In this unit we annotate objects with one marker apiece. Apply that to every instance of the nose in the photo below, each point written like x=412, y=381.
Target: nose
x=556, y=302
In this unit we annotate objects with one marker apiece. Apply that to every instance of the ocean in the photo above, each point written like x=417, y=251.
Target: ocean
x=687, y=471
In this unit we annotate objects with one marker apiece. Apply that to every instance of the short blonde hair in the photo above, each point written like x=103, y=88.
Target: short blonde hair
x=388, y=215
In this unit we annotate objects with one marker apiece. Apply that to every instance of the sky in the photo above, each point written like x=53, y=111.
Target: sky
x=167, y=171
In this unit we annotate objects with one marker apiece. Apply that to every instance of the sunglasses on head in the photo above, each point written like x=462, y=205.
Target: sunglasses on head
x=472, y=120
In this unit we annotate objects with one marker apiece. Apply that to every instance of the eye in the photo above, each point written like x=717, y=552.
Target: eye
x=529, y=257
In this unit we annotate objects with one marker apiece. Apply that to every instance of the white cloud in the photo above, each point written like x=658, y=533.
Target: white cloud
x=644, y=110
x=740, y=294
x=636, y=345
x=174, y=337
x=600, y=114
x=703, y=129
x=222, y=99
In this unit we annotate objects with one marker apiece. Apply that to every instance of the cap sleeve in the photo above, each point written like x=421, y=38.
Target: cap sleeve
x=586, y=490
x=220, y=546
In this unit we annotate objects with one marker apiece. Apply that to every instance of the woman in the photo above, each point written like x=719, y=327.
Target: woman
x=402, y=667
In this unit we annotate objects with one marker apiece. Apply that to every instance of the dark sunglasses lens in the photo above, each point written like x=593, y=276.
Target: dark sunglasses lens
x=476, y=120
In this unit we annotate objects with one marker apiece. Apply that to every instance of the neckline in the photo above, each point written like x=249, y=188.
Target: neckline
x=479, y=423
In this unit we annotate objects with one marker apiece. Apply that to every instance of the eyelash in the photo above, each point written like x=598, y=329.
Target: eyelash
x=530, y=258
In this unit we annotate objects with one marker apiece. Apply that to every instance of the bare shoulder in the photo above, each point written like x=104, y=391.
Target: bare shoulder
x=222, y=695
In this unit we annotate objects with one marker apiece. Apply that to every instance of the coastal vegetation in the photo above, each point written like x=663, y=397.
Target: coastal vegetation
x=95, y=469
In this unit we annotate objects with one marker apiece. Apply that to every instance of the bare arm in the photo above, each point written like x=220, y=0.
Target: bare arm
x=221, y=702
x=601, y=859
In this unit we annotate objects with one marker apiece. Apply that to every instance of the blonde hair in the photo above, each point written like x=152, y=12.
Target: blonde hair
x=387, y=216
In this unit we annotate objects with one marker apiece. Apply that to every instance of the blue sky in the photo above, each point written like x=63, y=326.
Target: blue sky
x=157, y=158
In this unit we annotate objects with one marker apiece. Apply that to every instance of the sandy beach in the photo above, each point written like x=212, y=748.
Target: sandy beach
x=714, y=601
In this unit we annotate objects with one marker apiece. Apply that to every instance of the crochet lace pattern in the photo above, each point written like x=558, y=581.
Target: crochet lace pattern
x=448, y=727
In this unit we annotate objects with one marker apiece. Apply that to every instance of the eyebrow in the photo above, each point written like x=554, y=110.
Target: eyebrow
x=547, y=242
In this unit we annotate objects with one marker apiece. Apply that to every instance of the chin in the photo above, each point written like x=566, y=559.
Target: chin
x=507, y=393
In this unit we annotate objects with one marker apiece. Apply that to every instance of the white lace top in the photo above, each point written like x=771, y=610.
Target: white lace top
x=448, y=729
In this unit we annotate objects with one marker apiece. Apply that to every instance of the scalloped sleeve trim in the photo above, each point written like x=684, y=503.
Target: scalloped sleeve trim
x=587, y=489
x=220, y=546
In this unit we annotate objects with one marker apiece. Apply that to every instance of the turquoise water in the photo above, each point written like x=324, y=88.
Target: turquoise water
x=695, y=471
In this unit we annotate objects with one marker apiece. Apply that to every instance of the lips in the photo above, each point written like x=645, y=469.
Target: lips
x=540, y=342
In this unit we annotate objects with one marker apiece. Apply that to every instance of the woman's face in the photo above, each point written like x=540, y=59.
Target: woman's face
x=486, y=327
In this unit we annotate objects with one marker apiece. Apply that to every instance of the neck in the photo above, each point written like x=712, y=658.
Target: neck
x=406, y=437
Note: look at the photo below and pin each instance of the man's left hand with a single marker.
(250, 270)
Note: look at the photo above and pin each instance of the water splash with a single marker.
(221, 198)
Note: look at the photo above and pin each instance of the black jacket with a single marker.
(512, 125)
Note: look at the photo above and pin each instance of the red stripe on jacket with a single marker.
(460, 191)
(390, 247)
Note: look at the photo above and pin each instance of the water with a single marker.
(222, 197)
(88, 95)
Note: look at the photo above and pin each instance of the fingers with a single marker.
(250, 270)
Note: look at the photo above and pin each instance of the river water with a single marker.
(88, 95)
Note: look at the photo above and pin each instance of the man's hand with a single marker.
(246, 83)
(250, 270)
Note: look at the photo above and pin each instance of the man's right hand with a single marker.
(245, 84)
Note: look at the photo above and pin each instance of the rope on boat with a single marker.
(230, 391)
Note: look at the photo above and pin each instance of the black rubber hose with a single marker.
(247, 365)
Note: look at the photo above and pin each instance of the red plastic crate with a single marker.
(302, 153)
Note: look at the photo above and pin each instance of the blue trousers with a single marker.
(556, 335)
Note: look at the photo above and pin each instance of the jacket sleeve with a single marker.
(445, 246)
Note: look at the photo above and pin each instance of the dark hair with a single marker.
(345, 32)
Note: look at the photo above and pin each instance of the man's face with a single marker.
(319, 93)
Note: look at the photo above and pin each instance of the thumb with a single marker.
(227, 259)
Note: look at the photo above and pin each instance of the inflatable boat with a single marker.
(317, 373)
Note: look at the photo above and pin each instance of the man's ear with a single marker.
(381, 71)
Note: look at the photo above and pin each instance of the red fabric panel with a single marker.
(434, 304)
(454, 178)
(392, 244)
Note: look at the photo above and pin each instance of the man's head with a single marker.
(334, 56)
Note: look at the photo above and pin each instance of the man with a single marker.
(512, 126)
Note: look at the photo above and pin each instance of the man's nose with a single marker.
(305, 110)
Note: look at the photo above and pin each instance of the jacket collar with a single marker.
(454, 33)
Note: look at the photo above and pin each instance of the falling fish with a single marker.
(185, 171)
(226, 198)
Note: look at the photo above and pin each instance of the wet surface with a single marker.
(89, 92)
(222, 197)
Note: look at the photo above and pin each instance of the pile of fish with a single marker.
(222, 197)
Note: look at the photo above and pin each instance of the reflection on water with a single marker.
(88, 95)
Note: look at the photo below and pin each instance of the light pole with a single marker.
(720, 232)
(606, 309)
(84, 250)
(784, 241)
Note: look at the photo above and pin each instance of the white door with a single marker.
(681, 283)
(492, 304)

■ ■ ■ ■ ■ ■ ■

The complete listing is to be repeated word for word.

In this unit we annotate objects with one marker apiece. Apply that to every instance of the nose in the photo below, each point written like x=412, y=381.
Target: nose
x=556, y=302
In this unit we annotate objects with one marker apiece. Apply that to every instance of the ocean in the photo above, each point written like x=417, y=251.
Target: ocean
x=687, y=471
In this unit we annotate objects with one marker apiece. Apply that to every instance of the short blonde hair in the photo above, each point written like x=103, y=88.
Target: short blonde hair
x=388, y=215
In this unit we annotate objects with one marker apiece. Apply that to every instance of the sky in the photo above, each point written like x=53, y=111.
Target: sky
x=167, y=171
In this unit we annotate objects with one marker apiece. Apply that to every instance of the sunglasses on head in the photo above, each point written like x=462, y=205.
Target: sunglasses on head
x=472, y=120
In this unit we annotate objects with one marker apiece. Apply that to every instance of the eye in the photo above, each point written like x=717, y=552.
Target: eye
x=529, y=257
In this unit we annotate objects with one marker apiece. Apply that to every instance of the white cloud in the photo above, each point written like x=658, y=533.
Target: white cloud
x=644, y=110
x=740, y=294
x=636, y=345
x=174, y=337
x=600, y=114
x=703, y=129
x=222, y=99
In this unit we annotate objects with one marker apiece. Apply that to every instance of the cap sleeve in the photo above, each point written like x=421, y=38.
Target: cap sleeve
x=586, y=490
x=220, y=546
In this unit we annotate objects with one marker apiece. Apply that to every instance of the woman in the photo above, each point written like x=719, y=327.
Target: woman
x=402, y=667
In this unit we annotate objects with one marker apiece. Apply that to every instance of the dark sunglasses lens in the photo above, each point written like x=593, y=276.
Target: dark sunglasses lens
x=476, y=120
In this unit we annotate objects with one marker apiece. Apply that to every instance of the neckline in the photo above, each point written like x=249, y=188.
Target: neckline
x=479, y=423
In this unit we annotate objects with one marker apiece. Apply that to every instance of the eyelash in the photo above, each point written like x=598, y=329.
Target: eyelash
x=530, y=258
In this unit we annotate objects with one marker apiece. Apply that to every instance of the bare shoulder in the photo above, each point written like x=104, y=391.
Target: bare shoulder
x=222, y=695
In this unit we annotate objects with one marker apiece. Apply that to every instance of the coastal vegetation in the photo above, each point written like x=663, y=397.
Target: coastal vegetation
x=95, y=469
In this unit we annotate objects with one marker apiece. Apply that to every instance of the bare arm in the photo above, each point written like x=220, y=0.
Target: bare arm
x=221, y=702
x=601, y=859
In this unit we annotate objects with one marker apiece. Apply that to every instance of the blonde hair in the photo above, each point written like x=152, y=12.
Target: blonde hair
x=387, y=216
In this unit we annotate objects with one marker apiece. Apply that to every instance of the blue sky in the photo above, each point written like x=63, y=326.
Target: blue sky
x=157, y=158
In this unit we annotate objects with one marker apiece. Apply that to every instance of the sandy beach in the photo above, each point written like x=212, y=748.
Target: sandy beach
x=714, y=601
In this unit we annotate objects with one marker apiece. Apply that to every instance of the crochet lace pattern in the photo above, each point written like x=558, y=581.
Target: crochet lace pattern
x=448, y=727
In this unit we annotate objects with one marker apiece. Apply that to every instance of the eyebrow in the photo above, each point written like x=554, y=110.
Target: eyebrow
x=547, y=242
In this unit we annotate objects with one marker apiece. Apply that to every instance of the chin in the photo above, each point written like x=566, y=559.
Target: chin
x=507, y=393
In this unit we annotate objects with one marker apiece. Apply that to every instance of the white lace top in the photo above, each point written like x=771, y=610.
Target: white lace top
x=448, y=729
In this unit we annotate objects with one marker apiece. Apply that to every instance of the scalloped sleeve trim in the photo above, each point written like x=684, y=503.
Target: scalloped sleeve trim
x=587, y=489
x=220, y=546
In this unit we annotate objects with one marker apiece. Apply that to every instance of the turquoise water in the photo above, each point written like x=324, y=88.
Target: turquoise water
x=695, y=471
In this unit we annotate objects with one marker apiece. Apply that to every instance of the lips in the photo above, each point written like x=645, y=469.
Target: lips
x=540, y=342
In this unit we annotate objects with one marker apiece. Apply that to every instance of the woman's face in the photo above, each point written like x=540, y=59.
Target: woman's face
x=486, y=327
In this unit we annotate objects with one marker apiece. Apply that to every instance of the neck in the photo above, each point written like x=712, y=658.
Target: neck
x=406, y=437
Note: look at the photo below and pin each instance of the man's left hand with a single marker.
(250, 270)
Note: look at the photo above and pin each instance of the water splash with a single marker.
(221, 198)
Note: look at the photo above and pin each instance of the black jacket with a single marker.
(512, 125)
Note: look at the photo above and pin each instance of the red stripe on jacket with a single marker.
(460, 191)
(390, 247)
Note: look at the photo above and pin each instance of the water with a single marker.
(222, 197)
(88, 95)
Note: look at the photo above and pin each instance of the fingers with a single marker.
(250, 270)
Note: look at the photo above and pin each instance of the river water with a single marker.
(88, 95)
Note: look at the photo above and pin each instance of the man's hand with a single marker.
(246, 83)
(250, 270)
Note: look at the photo above and pin each instance of the man's right hand with a single marker.
(245, 84)
Note: look at the photo above and pin each instance of the rope on boat with a single marker.
(230, 391)
Note: look at the photo above and pin each instance of the black rubber hose with a single marker.
(247, 365)
Note: look at the photo above and pin each instance of the red plastic crate with a single marker.
(302, 153)
Note: look at the photo above and pin each instance of the blue trousers with a single marker.
(556, 335)
Note: look at the photo above and pin each instance of the jacket sleeve with a single marker.
(445, 246)
Note: look at the photo above and pin each instance of the dark hair with a single marker.
(345, 32)
Note: look at the photo above and pin each instance of the man's face with a single marker.
(319, 93)
Note: look at the photo above and pin each instance of the thumb with a single marker.
(227, 259)
Note: look at the photo above and pin each instance of the inflatable boat with a single marker.
(317, 373)
Note: look at the photo above and pin each instance of the man's ear with a single marker.
(381, 71)
Note: look at the photo above and pin each instance of the red fabric panel with a single marker.
(434, 304)
(454, 178)
(392, 244)
Note: look at the photo above and pin each instance of the man's head with a single marker.
(334, 56)
Note: look at the photo above and pin each instance of the man with a single marker.
(512, 126)
Note: look at the photo above and pin each instance of the man's nose with a single marker.
(305, 110)
Note: look at the photo above and pin each instance of the jacket collar with a single marker.
(454, 33)
Note: look at the photo above and pin each instance of the falling fish with a single marker.
(185, 171)
(226, 198)
Note: look at the photo above and pin each instance of the wet surface with a single marker.
(89, 92)
(222, 197)
Note: look at the photo above and pin each instance of the pile of fish with a single marker.
(222, 197)
Note: look at the photo above and pin each instance of the reflection on water with a single marker.
(88, 95)
Note: look at the photo below and pin each instance of the light pole with a single marker.
(720, 232)
(606, 309)
(84, 250)
(784, 241)
Note: look at the photo above and pin each instance of the white door with a single marker.
(681, 283)
(492, 304)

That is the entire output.